§ Instruction
Could you present every one of the rows below as a numbered list, leaving out any blank lines?

** START OF Records to use **

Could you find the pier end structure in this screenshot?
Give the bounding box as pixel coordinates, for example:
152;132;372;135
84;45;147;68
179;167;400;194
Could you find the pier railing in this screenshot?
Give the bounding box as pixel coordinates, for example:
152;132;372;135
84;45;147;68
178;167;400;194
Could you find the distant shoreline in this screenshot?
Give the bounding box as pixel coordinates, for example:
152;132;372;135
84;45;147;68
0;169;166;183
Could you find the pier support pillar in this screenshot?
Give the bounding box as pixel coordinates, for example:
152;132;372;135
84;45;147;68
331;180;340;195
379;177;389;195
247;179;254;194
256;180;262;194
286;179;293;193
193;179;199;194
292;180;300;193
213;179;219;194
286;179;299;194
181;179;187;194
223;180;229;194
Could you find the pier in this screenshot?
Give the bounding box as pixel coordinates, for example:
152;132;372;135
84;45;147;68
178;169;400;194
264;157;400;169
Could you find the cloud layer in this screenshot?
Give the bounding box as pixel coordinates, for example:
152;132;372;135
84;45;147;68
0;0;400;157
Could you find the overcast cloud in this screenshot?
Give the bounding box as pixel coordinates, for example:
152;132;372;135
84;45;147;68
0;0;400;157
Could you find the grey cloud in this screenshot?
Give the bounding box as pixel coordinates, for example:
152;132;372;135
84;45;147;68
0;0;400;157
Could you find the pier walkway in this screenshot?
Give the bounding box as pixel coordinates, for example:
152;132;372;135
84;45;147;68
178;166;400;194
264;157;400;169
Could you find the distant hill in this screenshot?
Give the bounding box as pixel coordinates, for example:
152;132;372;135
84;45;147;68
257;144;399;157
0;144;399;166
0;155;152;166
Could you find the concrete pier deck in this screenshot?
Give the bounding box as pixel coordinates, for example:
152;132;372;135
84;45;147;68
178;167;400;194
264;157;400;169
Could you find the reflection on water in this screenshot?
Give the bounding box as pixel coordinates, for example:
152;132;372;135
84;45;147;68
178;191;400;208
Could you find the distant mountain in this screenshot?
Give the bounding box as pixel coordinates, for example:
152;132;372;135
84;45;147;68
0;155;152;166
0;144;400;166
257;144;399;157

** END OF Records to use **

§ Written solution
1. Could you find the pier end structure in this screenshot?
2. Give the bounding box as pixel coordinates, for example:
3. 152;132;372;135
4. 84;45;147;68
5. 179;167;400;194
6. Could you find the pier railing in this screenshot?
7. Give the bounding box as pixel coordinates, for example:
8. 152;132;372;135
9. 84;45;147;68
10. 178;167;400;194
11. Could you find the distant shoreline in this screenshot?
12. Give the bounding box as pixel coordinates, for example:
13. 152;132;372;135
14. 84;45;147;68
15. 0;169;166;183
16. Could you find the pier support pillar in this screenshot?
17. Give the bounding box as pixel coordinates, for example:
18. 152;132;372;135
19. 84;45;147;68
20. 331;180;340;195
21. 379;177;389;195
22. 247;179;254;194
23. 256;180;262;194
24. 286;179;293;193
25. 193;179;199;194
26. 292;180;300;193
27. 213;179;219;194
28. 286;179;299;194
29. 181;179;187;194
30. 223;180;229;194
31. Could you find the pier in this screenshot?
32. Give the bounding box as pixel coordinates, for example:
33. 152;132;372;135
34. 84;45;147;68
35. 178;169;400;194
36. 264;157;400;169
37. Could you find the cloud layer in this screenshot?
38. Give the bounding box as pixel coordinates, for example:
39. 152;132;372;135
40. 84;45;147;68
41. 0;0;400;157
42. Could you find the overcast cloud in this screenshot?
43. Give the bounding box as pixel coordinates, for example:
44. 152;132;372;135
45. 84;45;147;68
46. 0;0;400;157
47. Could you find the grey cloud in this screenshot?
48. Give the bounding box as pixel coordinates, for example:
49. 152;132;372;135
50. 84;45;147;68
51. 0;0;400;157
52. Could you find the pier walkway in this screenshot?
53. Give the bounding box as pixel coordinates, for example:
54. 152;132;372;135
55. 84;45;147;68
56. 178;166;400;194
57. 264;157;400;169
58. Could you find the distant hill in this screenshot?
59. Give the bounding box as pixel coordinates, for example:
60. 152;132;372;135
61. 84;45;147;68
62. 257;144;399;157
63. 0;144;399;166
64. 0;155;152;166
65. Could you find the concrete pier deck in this screenshot?
66. Give the bounding box as pixel coordinates, for example:
67. 152;132;372;135
68. 84;45;147;68
69. 178;167;400;194
70. 264;157;400;169
71. Could you find the reflection on water in this screenshot?
72. Give the bounding box as pixel coordinates, for example:
73. 152;132;372;135
74. 84;45;147;68
75. 178;191;400;208
76. Could you find the distant mountain in this screenshot?
77. Give the bounding box as pixel coordinates, for example:
78. 152;132;372;135
79. 84;45;147;68
80. 0;155;152;166
81. 0;144;400;166
82. 257;144;399;157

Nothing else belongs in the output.